The car parts places are a little high IIRC. You might check superbrightleds.com to save some cash.


----------



## CiDirkona (May 1, 2007)

I'm loving the 'ludicrous speed' button. Very, very well done with the rest of it as well. :thumbup:


----------



## SinlessVillainy (Apr 25, 2011)

CiDirkona said:


> I'm loving the 'ludicrous speed' button. Very, very well done with the rest of it as well. :thumbup:


LOL! Thanks! :beer:


----------



## joecastro420 (May 17, 2007)

Looking sik, bro! Its cool to see more Texas folks, now a days posting up in here! :beer::thumbup:

And your right...Drew ALWAYS out does himself w/ every built!


----------



## SinlessVillainy (Apr 25, 2011)

joecastro420 said:


> Looking sik, bro! Its cool to see more Texas folks, now a days posting up in here! :beer::thumbup:
> 
> And your right...Drew ALWAYS out does himself w/ every built!


Thanks! I love your Passat btw!


----------



## ninohale (Jun 9, 2010)

This may be my new favorite MKVI Jetta :thumbup::thumbup:


----------



## tonyb2580 (Jun 22, 2006)

so sick man.. the detail sare awesome.. im curious about those labels by your shifter.. the ones that says missiles.. etc


----------



## ECS Tuning (Oct 2, 2006)

:thumbup::thumbup:


----------



## SinlessVillainy (Apr 25, 2011)

ninohale said:


> This may be my new favorite MKVI Jetta :thumbup::thumbup:


Thanks! :beer:



tonyb2580 said:


> so sick man.. the detail sare awesome.. im curious about those labels by your shifter.. the ones that says missiles.. etc


Thanks! I got the labels here:

http://www.aesthetic-creations.com/product.php?id_product=73


----------



## ninohale (Jun 9, 2010)

SinlessVillainy said:


> They're made by Flashpoint. 19x8.5 ET40. Stratmosphere had them for like $89/each on a sale when I got them. I wanted to get off my stockers, but couldn't decide on a nice set of wheels. So when I saw that price, I snagged them up. It's a decent looking wheel for that price. I'm hoping to make up my mind on some new wheels early next year.


Just a thought but with your car being CW if you powdered or colored these..... :heart::heart:

Eveyone has their own taste  but a White on White or Gold may look pretty good.


----------



## SinlessVillainy (Apr 25, 2011)

ninohale said:


> Just a thought but with your car being CW if you powdered or colored these..... :heart::heart:
> 
> Eveyone has their own taste  but a White on White or Gold may look pretty good.

### [GIVEN REQUEST 1]
Print the entries verbatim, beginning at their first line and stopping after the line that contains "the <item>wooden beam</item>.".
The forum thread and the entries have no connection to each other.

### [PROVIDED DATA]
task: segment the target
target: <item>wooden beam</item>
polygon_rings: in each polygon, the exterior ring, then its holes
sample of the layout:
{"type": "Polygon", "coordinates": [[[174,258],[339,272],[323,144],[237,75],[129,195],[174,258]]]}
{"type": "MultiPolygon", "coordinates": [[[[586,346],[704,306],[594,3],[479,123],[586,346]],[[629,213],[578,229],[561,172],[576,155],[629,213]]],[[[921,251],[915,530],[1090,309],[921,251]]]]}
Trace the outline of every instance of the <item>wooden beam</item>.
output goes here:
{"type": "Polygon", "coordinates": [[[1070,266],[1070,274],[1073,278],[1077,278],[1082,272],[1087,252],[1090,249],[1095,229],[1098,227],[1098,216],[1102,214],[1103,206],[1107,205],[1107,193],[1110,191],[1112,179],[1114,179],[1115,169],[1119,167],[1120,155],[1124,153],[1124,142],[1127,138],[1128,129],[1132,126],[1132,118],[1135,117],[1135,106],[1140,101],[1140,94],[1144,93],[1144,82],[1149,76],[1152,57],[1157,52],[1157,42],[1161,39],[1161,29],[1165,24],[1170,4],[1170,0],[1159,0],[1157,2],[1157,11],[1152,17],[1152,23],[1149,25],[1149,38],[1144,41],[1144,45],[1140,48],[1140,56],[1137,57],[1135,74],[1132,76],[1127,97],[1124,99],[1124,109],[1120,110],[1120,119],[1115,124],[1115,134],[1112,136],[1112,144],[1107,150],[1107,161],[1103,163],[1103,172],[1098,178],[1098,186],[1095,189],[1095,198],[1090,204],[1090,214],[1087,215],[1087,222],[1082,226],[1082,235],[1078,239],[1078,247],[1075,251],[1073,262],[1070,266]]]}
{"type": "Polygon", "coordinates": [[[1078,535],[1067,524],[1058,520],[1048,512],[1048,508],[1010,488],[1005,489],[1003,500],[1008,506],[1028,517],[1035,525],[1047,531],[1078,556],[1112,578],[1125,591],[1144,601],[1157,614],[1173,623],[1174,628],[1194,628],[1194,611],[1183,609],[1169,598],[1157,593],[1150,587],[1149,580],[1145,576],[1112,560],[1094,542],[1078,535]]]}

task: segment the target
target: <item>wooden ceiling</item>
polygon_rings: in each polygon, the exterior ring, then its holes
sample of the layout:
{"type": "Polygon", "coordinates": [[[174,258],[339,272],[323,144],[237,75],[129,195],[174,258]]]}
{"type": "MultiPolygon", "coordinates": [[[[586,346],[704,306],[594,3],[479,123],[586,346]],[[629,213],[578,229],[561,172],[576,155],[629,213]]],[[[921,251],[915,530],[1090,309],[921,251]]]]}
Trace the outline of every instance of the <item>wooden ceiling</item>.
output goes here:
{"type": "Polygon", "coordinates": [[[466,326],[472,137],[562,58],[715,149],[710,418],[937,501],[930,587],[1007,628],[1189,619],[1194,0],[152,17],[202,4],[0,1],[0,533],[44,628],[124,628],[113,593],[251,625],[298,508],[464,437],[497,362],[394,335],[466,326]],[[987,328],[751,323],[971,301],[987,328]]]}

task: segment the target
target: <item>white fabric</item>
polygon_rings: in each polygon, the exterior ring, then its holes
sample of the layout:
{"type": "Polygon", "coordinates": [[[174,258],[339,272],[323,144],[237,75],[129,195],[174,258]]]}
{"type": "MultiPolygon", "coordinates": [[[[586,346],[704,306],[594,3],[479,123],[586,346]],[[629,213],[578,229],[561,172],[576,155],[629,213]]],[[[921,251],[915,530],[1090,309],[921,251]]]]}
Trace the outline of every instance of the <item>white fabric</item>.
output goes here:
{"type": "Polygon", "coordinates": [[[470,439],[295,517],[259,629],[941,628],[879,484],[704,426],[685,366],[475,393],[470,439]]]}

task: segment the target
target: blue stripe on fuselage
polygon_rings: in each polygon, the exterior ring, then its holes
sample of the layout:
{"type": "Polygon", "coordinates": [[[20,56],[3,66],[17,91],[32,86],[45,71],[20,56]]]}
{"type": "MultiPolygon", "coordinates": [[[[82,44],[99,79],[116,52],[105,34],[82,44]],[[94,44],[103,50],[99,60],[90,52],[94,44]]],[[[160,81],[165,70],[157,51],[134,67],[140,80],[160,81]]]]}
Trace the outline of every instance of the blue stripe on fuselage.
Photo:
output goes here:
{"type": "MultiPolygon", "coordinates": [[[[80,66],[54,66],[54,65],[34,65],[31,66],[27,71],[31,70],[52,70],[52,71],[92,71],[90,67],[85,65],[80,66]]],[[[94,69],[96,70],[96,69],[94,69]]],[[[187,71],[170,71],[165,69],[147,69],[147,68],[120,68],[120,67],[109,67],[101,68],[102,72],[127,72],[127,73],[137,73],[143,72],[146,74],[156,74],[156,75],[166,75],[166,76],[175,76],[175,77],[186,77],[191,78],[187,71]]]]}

### [GIVEN REQUEST 2]
According to the forum thread, what size and offset are the Flashpoint wheels?

### [FINAL RESULT 1]
task: segment the target
target: <item>wooden beam</item>
polygon_rings: in each polygon, the exterior ring, then its holes
sample of the layout:
{"type": "Polygon", "coordinates": [[[174,258],[339,272],[323,144],[237,75],[129,195],[174,258]]]}
{"type": "MultiPolygon", "coordinates": [[[[586,346],[704,306],[594,3],[479,123],[586,346]],[[629,213],[578,229],[561,172],[576,155],[629,213]]],[[[921,251],[915,530],[1090,309],[921,251]]]]}
Trace the outline of every instance of the <item>wooden beam</item>.

### [FINAL RESULT 2]
They are 19x8.5 with an ET40 offset.